◆ Secção do documento:
------------------------------

14 maio 2005

título qualquer serve

Algumas notas sobre a poesia que hoje se vai lendo por aí
1 Numa breve passagem por uma livraria portuguesa poder-se-á notar que raros são os livros de poesia à venda. Na mais importante livraria do Porto, e uma das maiores e melhores do país, o leitor mais curioso verificará que a estante de poesia ocupa eventualmente 2 a 3% do espaço disponível.
2 Verificará ainda que mais de 50% dos títulos em venda são edições de autor; dessas 90 a 95% são livros de estreia.
3 Prosseguindo essa melancólica pesquisa notará que os restantes volumes à venda dizem respeito a um restrito número de autores, mormente os mais prolíficos e/ou conhecidos e que eles próprios estão sub-representados, ou seja que é impossível, normalmente, comprar desses autores uma amostragem suficiente das suas obras.
4 Se porventura o leitor for por um clássico, redobrarão os seus trabalhos e aumentará o seu mal-estar: é duvidoso que arranje, p.e., uma edição das canções de Camões, sequer alguma recolha dos seus sonetos. Encontrará sobretudo poetas do século XX, não todos, claro, nem sequer muitos e provavelmente nem de Fernando Pessoa encontrará as obras completas, seja em que edição for, desde a da Ática até às mais recentes.
5 Sempre dentro desta livraria, a melhor, repete-se, do Porto e uma das duas ou três melhores do país (exceptuamos o caso especial da Atlântica, da Madeira), poderá o leitor cabisbaixo encontrar duas ou três revistas de poesia ( vg a Relâmpago, se tiver saído ultimamente algum número, ou então mais uma dessas marginais e clandestinas que some durar o tempo de um suspiro) mas de certeza que não encontrará mais do que isso.
6 Mas suponhamos que antes, o leitor, tenha tentado saber o que é que se publica no ramo “poesia & correlativos”. Suponhamos, ainda que, dementado pela idade ou por exemplos malsãos vindos da estranja, queira o leitor consultar um jornal, ou vários, e procure o que costumava chamar-se o suplemento literário. Descobrirá estupefacto que anda à procura de gambuzinos (é com u ou só com o?) e que fora o caso pobre, pobrete, tristonho e toleirão do “Público” suplemento literário é mais raro que o lince da Malcata.

------------------------------

◆ Dados de origem:
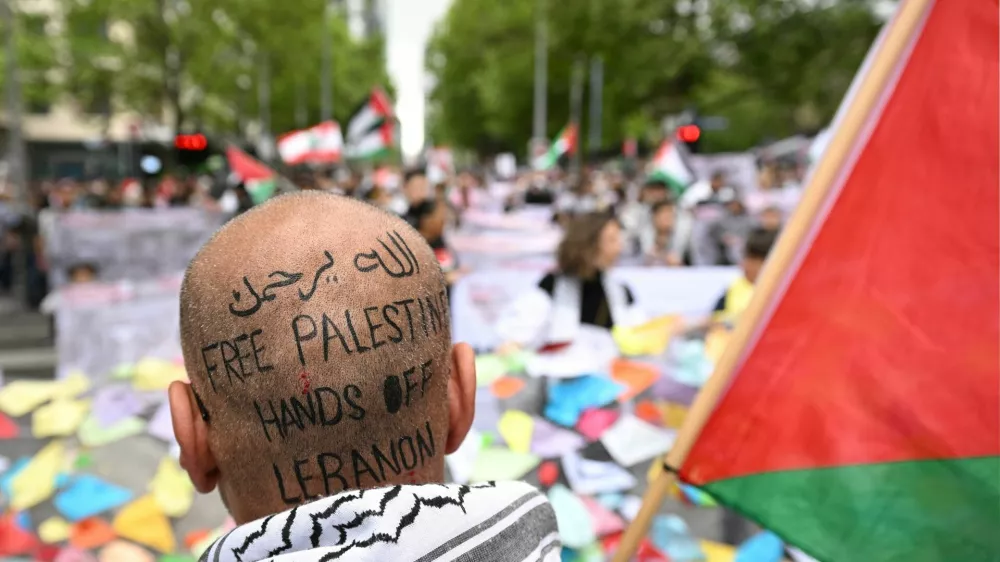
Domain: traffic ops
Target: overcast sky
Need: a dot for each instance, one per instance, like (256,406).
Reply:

------------------------------

◆ Exercício breve:
Responda a estas perguntas sobre o texto acerca da poesia nas livrarias:
(a) Que parte do espaço disponível ocupa a estante de poesia na livraria do Porto?
(b) Que proporção dos títulos de poesia à venda são edições de autor?
(c) Que revista de poesia é dada como exemplo?

◆ Resultado abaixo:
(a) Ocupa eventualmente 2 a 3% do espaço disponível.
(b) Mais de 50% dos títulos são edições de autor.
(c) A revista dada como exemplo é a Relâmpago.